> **УСЛОВИЕ ЗАДАНИЯ**
Перепечатайте без изменений отрывок статьи о воспоминаниях Марины Густавовны Шторх от слов «Андрей Тесля о» до слов «женам, дочерям, сестрам.» включительно.

> **ФРАГМЕНТ ДОКУМЕНТА**
1 декабря 2014Литература
65

Своя память

Андрей Тесля о воспоминаниях Марины Густавовны Шторх

текст: Андрей Тесля
Detailed_picture© Культура

В XX веке роль «вспоминателей» в России досталась в основном женщинам — женам, дочерям, сестрам.

Ранее они были хранителями «бытовой памяти», преданий, передающихся интимно — по цепочкам личных связей, по тому, что называют «духом семьи», общими не столько даже воспоминаниями, сколько памятуемыми словами, хранимыми вещами — которые много значат лишь «для своих», немые для окружающих, в лучшем случае способных угадать за ними свое прошлое, но уже не способных восстановить его, поскольку «объект памяти» — это знак, а не само воспоминание, он призван лишь побудить к нему.

Они держали память на уровне «быта», тогда как за «большой контекст» отвечали мужчины — они писали мемуары, в то время как дамы обычно ограничивались заметками, небольшими текстами, передающими семейное, житейское, адресованными, как правило, тем же «своим» — детям, близким. Иногда эти тексты попадали в печать, но так и оставались «дополнением», чем-то, интересным именно за счет показа обычно непроговариваемых подробностей — той житейской плотности, что отбрасывали их мужчины: переплетения семейных и родственных связей, волнений сватовства, отношений с многочисленными сестрами, зятьями и т.п., воспоминаний о пикниках или поездках на богомолье с заездом к кузине.

© Corpus

Советский двадцатый век все изменил. Не только потому, что многие мужчины не смогли написать свои воспоминания: одни — не успев, другие — побоявшись. Но и потому, что и те, кто «успел», были сломаны, утратили свой голос. Оттого в ближайшем к нам столетии, в отличие от предшествующего, в тех случаях, когда свой голос звучит, там, где ближе всего к разговору о себе, о своем времени, о себе во времени, — это художественная проза, рассказ, стихи. Там, где как раз удается отстраниться от себя — чтобы получить возможность приблизиться.

В советском мире мужчины зачастую оказывались слабее женщин — потому, вероятно, столь часто звучал призыв «быть мужчиной». Слабее оттого, что для них не было укрытия в их слабости — и слабость оказывалась обнаженной, отступление оказывалось капитуляцией, и не было возможности уйти в частную жизнь, принять ценности семьи как высшие ценности, не нуждающиеся в ином оправдании. Попытка такого принятия представала сама лишь другим вариантом капитуляции — напротив, для женщины в советском мире такая привилегия была предоставлена, она имела право, апеллируя к «женскому», «частному», «приватному», выскользнуть из ловушки общеобязательного, для нее — кроме самых жестоких моментов — было право на «несознательность».

> **ЗАПИСИ НАБОРА ДАННЫХ**
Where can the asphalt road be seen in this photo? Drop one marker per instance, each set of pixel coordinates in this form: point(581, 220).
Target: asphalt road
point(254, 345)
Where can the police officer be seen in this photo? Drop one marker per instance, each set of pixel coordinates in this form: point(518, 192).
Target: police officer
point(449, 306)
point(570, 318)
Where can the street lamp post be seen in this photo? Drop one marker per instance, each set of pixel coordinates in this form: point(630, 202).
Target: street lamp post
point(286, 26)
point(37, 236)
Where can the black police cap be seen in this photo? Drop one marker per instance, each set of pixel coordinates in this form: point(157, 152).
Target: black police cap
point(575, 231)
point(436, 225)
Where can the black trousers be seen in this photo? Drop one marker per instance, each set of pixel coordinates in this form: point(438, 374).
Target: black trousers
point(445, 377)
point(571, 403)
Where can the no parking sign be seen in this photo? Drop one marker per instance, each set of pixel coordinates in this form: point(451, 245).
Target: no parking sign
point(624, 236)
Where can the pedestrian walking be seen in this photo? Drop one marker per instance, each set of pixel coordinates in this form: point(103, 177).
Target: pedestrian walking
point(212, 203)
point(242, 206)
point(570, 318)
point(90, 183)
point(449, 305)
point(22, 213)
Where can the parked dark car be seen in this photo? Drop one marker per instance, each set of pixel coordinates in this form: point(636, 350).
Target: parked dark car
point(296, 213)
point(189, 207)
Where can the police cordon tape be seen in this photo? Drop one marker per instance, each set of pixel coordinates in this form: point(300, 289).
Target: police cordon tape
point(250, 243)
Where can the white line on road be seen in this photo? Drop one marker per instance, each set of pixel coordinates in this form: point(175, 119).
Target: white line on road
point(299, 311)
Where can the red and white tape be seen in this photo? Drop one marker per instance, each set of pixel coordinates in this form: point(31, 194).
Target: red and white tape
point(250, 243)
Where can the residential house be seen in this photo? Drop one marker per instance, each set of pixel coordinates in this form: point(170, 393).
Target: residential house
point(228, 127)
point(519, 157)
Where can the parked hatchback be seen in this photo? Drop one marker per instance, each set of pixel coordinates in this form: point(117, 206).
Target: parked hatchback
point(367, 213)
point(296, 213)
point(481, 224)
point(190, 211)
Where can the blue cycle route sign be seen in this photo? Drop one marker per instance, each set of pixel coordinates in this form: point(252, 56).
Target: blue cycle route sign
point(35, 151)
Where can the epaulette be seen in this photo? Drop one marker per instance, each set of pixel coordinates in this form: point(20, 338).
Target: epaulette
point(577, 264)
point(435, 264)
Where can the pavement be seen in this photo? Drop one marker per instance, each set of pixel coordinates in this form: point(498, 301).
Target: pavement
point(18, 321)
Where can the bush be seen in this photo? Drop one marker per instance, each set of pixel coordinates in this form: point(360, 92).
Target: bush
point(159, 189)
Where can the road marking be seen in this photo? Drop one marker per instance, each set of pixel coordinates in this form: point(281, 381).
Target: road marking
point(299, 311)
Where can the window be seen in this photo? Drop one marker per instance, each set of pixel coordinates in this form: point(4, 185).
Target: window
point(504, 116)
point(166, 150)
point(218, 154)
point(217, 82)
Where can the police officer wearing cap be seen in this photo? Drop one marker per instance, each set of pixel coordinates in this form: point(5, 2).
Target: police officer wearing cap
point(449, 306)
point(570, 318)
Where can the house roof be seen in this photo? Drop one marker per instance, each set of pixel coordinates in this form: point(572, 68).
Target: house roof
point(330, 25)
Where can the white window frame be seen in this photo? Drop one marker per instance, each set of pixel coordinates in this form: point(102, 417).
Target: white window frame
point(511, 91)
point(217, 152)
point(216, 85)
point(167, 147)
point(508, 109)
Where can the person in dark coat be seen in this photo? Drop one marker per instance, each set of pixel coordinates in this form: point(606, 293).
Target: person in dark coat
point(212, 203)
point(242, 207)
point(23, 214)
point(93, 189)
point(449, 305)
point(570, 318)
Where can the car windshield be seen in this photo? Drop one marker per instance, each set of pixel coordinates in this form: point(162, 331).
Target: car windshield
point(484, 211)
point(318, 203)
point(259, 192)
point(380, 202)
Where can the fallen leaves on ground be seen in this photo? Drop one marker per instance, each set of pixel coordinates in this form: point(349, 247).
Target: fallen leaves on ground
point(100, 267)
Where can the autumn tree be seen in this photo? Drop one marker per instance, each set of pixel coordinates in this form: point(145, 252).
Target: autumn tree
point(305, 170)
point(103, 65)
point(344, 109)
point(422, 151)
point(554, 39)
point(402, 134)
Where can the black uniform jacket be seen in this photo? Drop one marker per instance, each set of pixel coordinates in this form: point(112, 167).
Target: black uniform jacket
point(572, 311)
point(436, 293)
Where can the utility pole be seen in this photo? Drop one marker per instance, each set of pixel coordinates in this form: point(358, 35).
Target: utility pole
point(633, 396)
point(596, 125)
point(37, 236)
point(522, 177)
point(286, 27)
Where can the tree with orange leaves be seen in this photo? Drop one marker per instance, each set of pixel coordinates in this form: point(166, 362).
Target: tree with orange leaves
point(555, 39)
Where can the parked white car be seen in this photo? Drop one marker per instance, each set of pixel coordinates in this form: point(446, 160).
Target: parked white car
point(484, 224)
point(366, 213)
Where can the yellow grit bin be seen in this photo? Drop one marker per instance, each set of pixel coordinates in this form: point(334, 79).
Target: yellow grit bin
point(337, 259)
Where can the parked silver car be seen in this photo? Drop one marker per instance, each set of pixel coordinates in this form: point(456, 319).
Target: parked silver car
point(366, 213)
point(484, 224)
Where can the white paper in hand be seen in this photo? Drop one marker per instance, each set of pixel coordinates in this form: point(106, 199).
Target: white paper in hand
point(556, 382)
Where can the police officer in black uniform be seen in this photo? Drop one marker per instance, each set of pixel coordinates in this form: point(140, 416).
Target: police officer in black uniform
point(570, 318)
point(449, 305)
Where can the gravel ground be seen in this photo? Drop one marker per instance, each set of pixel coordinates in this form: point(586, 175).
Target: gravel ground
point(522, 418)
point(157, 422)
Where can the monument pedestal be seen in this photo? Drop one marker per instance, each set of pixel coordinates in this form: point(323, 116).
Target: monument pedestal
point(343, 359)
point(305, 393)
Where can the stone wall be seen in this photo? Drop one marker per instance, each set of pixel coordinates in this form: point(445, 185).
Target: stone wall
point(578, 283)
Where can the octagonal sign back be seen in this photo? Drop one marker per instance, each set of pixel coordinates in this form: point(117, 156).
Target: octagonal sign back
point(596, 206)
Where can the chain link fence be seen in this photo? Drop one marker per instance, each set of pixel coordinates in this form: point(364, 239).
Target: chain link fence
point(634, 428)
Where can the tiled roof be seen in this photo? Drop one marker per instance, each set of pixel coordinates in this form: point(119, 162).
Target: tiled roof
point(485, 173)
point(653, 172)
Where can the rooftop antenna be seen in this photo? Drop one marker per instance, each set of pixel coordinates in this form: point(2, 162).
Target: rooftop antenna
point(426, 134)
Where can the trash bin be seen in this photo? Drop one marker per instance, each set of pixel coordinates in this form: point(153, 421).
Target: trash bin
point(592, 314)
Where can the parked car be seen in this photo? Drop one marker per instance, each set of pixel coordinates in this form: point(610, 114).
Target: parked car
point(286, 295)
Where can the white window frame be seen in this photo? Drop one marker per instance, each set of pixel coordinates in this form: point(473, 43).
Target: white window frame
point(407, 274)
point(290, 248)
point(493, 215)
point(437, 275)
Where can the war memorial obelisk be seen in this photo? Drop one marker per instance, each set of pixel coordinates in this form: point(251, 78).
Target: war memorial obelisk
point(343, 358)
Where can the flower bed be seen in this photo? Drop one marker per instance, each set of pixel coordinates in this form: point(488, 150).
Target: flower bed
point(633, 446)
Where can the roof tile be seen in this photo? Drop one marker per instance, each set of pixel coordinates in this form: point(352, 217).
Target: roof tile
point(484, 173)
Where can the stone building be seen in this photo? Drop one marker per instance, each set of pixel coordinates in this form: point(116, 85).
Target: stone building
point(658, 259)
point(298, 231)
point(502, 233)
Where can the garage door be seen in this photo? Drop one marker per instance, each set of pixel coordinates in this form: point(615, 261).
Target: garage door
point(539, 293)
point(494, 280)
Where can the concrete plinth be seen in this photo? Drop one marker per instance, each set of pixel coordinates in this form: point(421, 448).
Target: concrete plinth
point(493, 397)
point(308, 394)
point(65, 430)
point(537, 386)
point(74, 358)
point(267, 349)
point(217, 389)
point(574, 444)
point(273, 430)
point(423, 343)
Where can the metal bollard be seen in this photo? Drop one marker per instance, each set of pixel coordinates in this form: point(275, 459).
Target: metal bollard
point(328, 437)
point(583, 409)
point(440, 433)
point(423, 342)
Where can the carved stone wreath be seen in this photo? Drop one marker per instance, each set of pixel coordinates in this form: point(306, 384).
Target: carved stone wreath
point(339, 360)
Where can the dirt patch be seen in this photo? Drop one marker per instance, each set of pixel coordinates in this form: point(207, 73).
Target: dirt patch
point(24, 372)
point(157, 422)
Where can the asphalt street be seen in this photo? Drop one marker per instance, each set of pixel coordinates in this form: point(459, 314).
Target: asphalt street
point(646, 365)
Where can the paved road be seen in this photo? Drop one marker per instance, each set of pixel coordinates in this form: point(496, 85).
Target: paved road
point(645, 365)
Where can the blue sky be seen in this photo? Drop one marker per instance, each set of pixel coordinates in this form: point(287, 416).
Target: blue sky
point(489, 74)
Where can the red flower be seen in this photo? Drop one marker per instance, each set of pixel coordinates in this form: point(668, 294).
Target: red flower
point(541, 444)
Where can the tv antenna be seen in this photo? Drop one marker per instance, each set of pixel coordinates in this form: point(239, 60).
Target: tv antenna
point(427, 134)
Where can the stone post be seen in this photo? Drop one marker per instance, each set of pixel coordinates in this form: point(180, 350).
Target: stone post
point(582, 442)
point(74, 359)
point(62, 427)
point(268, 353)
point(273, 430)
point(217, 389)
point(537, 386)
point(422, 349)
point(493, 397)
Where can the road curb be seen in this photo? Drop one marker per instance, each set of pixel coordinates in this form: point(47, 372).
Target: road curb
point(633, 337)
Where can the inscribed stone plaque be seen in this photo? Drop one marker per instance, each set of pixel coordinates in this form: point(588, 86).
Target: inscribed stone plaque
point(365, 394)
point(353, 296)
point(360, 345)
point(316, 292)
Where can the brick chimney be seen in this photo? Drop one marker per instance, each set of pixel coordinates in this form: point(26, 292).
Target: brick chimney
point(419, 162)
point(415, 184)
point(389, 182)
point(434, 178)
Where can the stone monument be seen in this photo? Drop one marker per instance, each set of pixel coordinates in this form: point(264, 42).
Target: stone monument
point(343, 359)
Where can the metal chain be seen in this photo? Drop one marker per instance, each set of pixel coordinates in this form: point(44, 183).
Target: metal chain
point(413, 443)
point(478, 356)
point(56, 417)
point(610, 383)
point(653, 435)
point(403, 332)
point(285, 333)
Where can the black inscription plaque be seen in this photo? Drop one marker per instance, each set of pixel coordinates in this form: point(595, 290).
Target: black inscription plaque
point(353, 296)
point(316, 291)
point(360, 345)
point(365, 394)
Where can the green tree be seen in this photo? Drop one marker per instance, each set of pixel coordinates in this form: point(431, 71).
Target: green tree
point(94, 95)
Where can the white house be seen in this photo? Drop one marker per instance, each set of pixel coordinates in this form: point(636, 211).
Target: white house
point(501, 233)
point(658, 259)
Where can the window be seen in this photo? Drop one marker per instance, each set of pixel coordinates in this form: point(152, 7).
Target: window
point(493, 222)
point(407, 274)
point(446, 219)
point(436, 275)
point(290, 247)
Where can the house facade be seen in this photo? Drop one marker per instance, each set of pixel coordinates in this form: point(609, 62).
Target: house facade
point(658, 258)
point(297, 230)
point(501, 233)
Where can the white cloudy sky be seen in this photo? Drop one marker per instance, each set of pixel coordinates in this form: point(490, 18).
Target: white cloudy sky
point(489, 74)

> **ПИСЬМЕННЫЙ ОТВЕТ**
Андрей Тесля о воспоминаниях Марины Густавовны Шторх

текст: Андрей Тесля
Detailed_picture© Культура

В XX веке роль «вспоминателей» в России досталась в основном женщинам — женам, дочерям, сестрам.